■ **MATERIAL PROVIDED**
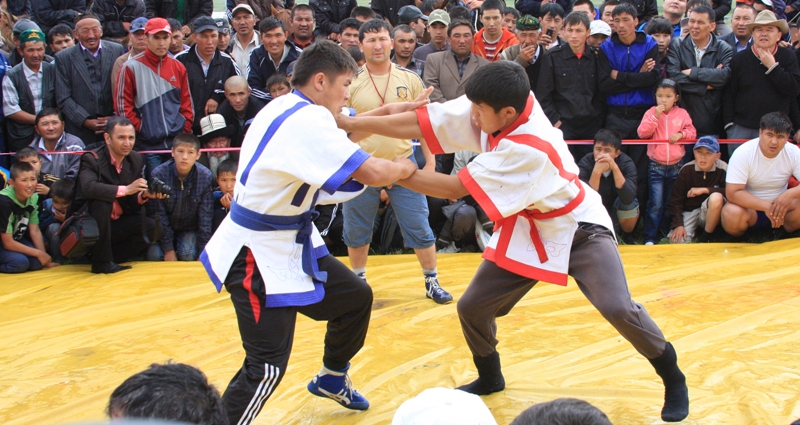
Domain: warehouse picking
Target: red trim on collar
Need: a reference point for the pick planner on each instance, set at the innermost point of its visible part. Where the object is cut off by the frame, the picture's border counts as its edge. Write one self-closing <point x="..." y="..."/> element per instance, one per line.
<point x="427" y="131"/>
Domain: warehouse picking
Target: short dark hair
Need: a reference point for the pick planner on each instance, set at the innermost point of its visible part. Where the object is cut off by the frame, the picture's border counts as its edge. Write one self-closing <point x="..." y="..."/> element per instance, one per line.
<point x="608" y="137"/>
<point x="47" y="112"/>
<point x="575" y="18"/>
<point x="174" y="25"/>
<point x="712" y="16"/>
<point x="323" y="56"/>
<point x="277" y="78"/>
<point x="402" y="28"/>
<point x="356" y="53"/>
<point x="25" y="152"/>
<point x="59" y="30"/>
<point x="373" y="25"/>
<point x="115" y="122"/>
<point x="668" y="83"/>
<point x="458" y="23"/>
<point x="459" y="13"/>
<point x="171" y="391"/>
<point x="500" y="84"/>
<point x="580" y="2"/>
<point x="552" y="9"/>
<point x="512" y="11"/>
<point x="269" y="24"/>
<point x="188" y="139"/>
<point x="562" y="411"/>
<point x="658" y="25"/>
<point x="349" y="23"/>
<point x="300" y="7"/>
<point x="691" y="4"/>
<point x="228" y="166"/>
<point x="19" y="168"/>
<point x="607" y="3"/>
<point x="777" y="122"/>
<point x="363" y="12"/>
<point x="625" y="8"/>
<point x="63" y="189"/>
<point x="492" y="5"/>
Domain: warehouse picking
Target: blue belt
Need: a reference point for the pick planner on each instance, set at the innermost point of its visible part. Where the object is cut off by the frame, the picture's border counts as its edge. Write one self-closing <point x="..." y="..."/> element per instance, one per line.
<point x="302" y="223"/>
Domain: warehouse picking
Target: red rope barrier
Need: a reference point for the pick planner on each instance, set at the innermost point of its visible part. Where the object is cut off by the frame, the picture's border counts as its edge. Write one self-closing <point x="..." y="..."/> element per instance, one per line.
<point x="569" y="142"/>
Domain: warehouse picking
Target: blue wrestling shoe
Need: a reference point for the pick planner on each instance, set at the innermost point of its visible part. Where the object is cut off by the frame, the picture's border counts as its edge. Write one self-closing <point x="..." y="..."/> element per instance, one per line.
<point x="435" y="292"/>
<point x="336" y="385"/>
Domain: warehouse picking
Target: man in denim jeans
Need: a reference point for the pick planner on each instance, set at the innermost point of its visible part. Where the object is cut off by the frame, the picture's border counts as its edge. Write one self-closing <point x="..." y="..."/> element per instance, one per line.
<point x="378" y="82"/>
<point x="613" y="175"/>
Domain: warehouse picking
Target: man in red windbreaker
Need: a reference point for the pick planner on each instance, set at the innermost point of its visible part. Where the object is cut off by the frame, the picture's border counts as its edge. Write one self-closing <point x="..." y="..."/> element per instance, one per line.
<point x="153" y="92"/>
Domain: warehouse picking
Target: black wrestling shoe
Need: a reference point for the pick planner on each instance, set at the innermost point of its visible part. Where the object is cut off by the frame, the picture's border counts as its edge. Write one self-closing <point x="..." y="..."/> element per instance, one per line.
<point x="676" y="393"/>
<point x="108" y="267"/>
<point x="490" y="378"/>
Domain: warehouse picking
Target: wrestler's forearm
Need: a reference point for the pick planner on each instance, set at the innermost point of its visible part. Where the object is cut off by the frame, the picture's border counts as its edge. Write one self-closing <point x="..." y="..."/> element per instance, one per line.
<point x="398" y="126"/>
<point x="435" y="184"/>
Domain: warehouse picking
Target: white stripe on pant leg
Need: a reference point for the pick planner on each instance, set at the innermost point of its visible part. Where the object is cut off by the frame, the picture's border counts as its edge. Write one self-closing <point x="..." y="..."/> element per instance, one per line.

■ **WORK TO BE COMPLETED**
Quote the full listing above word for word; exclude every picture from the copy.

■ **OUTPUT FOR THIS TASK**
Domain: warehouse picking
Target: red trim on collar
Need: a reference point for the pick planner on each instance, set at the innermost point of its visible part. Where the object is cut off by the frame, the picture's border counts as its edge. Write one self-closing <point x="..." y="..."/> element per instance, one per line.
<point x="427" y="131"/>
Domain: warehouse picking
Target: short dark hair
Need: a reference point for the pick planner on each instance, set at the innermost point of its visible part. Where the object is cut off by the frame, the picture's border counts as its edge. Write one self-closing <point x="..." y="..."/> element per instance, one per line.
<point x="608" y="137"/>
<point x="47" y="112"/>
<point x="575" y="18"/>
<point x="174" y="25"/>
<point x="712" y="16"/>
<point x="323" y="56"/>
<point x="277" y="78"/>
<point x="402" y="28"/>
<point x="356" y="53"/>
<point x="25" y="152"/>
<point x="59" y="30"/>
<point x="373" y="25"/>
<point x="115" y="122"/>
<point x="668" y="83"/>
<point x="458" y="23"/>
<point x="459" y="13"/>
<point x="171" y="391"/>
<point x="500" y="84"/>
<point x="580" y="2"/>
<point x="552" y="9"/>
<point x="512" y="11"/>
<point x="269" y="24"/>
<point x="188" y="139"/>
<point x="562" y="411"/>
<point x="658" y="25"/>
<point x="349" y="23"/>
<point x="300" y="7"/>
<point x="691" y="4"/>
<point x="228" y="166"/>
<point x="19" y="168"/>
<point x="607" y="3"/>
<point x="777" y="122"/>
<point x="363" y="12"/>
<point x="625" y="8"/>
<point x="63" y="189"/>
<point x="492" y="5"/>
Domain: warehouse picking
Target: blue belt
Need: a reference point for the pick planner on each instance, set at the innermost point of its visible part. Where the object is cut off by the frame, the picture's border counts as its edge. Write one self-closing <point x="..." y="..."/> element per instance, one per line.
<point x="302" y="223"/>
Domain: warehouse picking
Target: red rope barrier
Need: a reference point for the pick planner on each instance, set at the innermost point of its visible part. Where the object is cut off by the frame, the picture's border counts as its edge. Write one self-closing <point x="..." y="..."/> element per instance, one per line.
<point x="569" y="142"/>
Domain: warehouse picking
Target: blue wrestling shoe
Need: a reference point for the pick planner on each instance, set at the innermost point of its visible part. Where the object is cut off by the frame, the picture's border counts as its edge. Write one self-closing <point x="..." y="..."/> element per instance, one per line.
<point x="435" y="292"/>
<point x="336" y="385"/>
Domain: warehouse picking
Target: man in denim jeans
Need: a reference point for the pick planner on each instance, set at the innermost point of its visible part. Where the object is cut off by the frame, the picture's border counts as its edge. Write one self-closing <point x="..." y="..."/> element per instance, one per line.
<point x="378" y="82"/>
<point x="613" y="175"/>
Domain: warehouse picking
Target: man in red windbreaker
Need: a reference point for the pick planner on each instance, set at the innermost point of its visible part. Where the object is cut off by the frame, the picture's border counts as its edge. Write one self-closing <point x="..." y="..."/> element per instance, one per line.
<point x="153" y="92"/>
Domain: warehouse picking
Target: black wrestling shoe
Need: a reference point for the pick planner on each instance, set at the innermost point of its visible part. Where the object is cut off by the frame, the picture's border counts as its edge. Write one self-closing <point x="..." y="..."/> element per instance, one per line.
<point x="676" y="393"/>
<point x="108" y="267"/>
<point x="490" y="378"/>
Domain: warehouse picking
Target: wrestler's forearm
Need: a reference point for the pick planner on each instance, set at the innermost point of its visible part. Where the object is cut off by the frame, the picture's border counts as its edge. Write one self-closing <point x="..." y="..."/> element per instance, one per line.
<point x="398" y="126"/>
<point x="435" y="184"/>
Domain: warehouse picking
Target: white stripe on pant leg
Need: a reference point for the pick planner on each instance, set at the innermost point of its visible part. Where the object is cut off by the frame, the picture's border counts as its edge. Write one self-closing <point x="..." y="..."/> element per instance, one per line.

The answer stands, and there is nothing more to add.